Provided text:

*-*-*

Serious toxicity was confined to haemorrhage. The three major bleeding events seen were a rectal bleed from a tumour mass, an upper gastrointestinal haemorrhage and a haemorrhagic stroke. The first two events occurred while the patients were on full dose, the latter on lower dose Fragmin. Cancer patients receiving anticoagulation therapy have a substantially increased risk of bleeding, of the order of 12% per year of treatment, compared with patients with nonmalignant disease (Prandoni et al, 2002). In the only published randomised study comparing prolonged LMWH treatment with conventional anticoagulation, the risk of bleeding with 3 months of LMWH treatment was lower than with warfarin therapy in patients with deep vein thrombosis (Pini et al, 1994). However, it is possible that the combination of Fragmin with marimastat and captopril may increase the risk of serious haemorrhage in patients with advanced cancer.

There was one PR to treatment in the trial in a patient with renal carcinoma. This patient had to stop taking marimastat due to musculoskeletal side effects. In addition, three of the total of 10 patients with renal carcinoma experienced prolonged disease stabilisation. We conclude that trial medication may have some activity in renal carcinoma. A randomised study is needed to confirm if this is the case. There was no evidence of activity in the other tumour types in the study.

The investigation of MMPIs and other biological therapies in cancer would be greatly enhanced by pharmacodynamic assays to confirm the efficacy of the drug in achieving its desired biological target effect in early phase studies (Fox et al, 2001). Candidate targets for MMPI activity are MMP2 and MMP9. However, in the Phase I study of marimastat, there was no inhibition of the activity plasma MMPs 2 and 9 in zymographic assays, despite achieving marimastat concentrations above that required to inhibit these enzymes in vitro (Wojtowicz-Praga et al, 1998). We therefore looked for alternative markers of MMPI activity.

*-*-*

Stored items:
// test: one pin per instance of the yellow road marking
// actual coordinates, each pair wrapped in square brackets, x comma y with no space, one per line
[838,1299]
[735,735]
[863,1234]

*-*-*

Work order:
List every published source cited in parentheses in the text on the marimastat, captopril and Fragmin trial. The records are separate material and have no connection to the text.

Solution to this problem:
Prandoni et al, 2002
Pini et al, 1994
Fox et al, 2001
Wojtowicz-Praga et al, 1998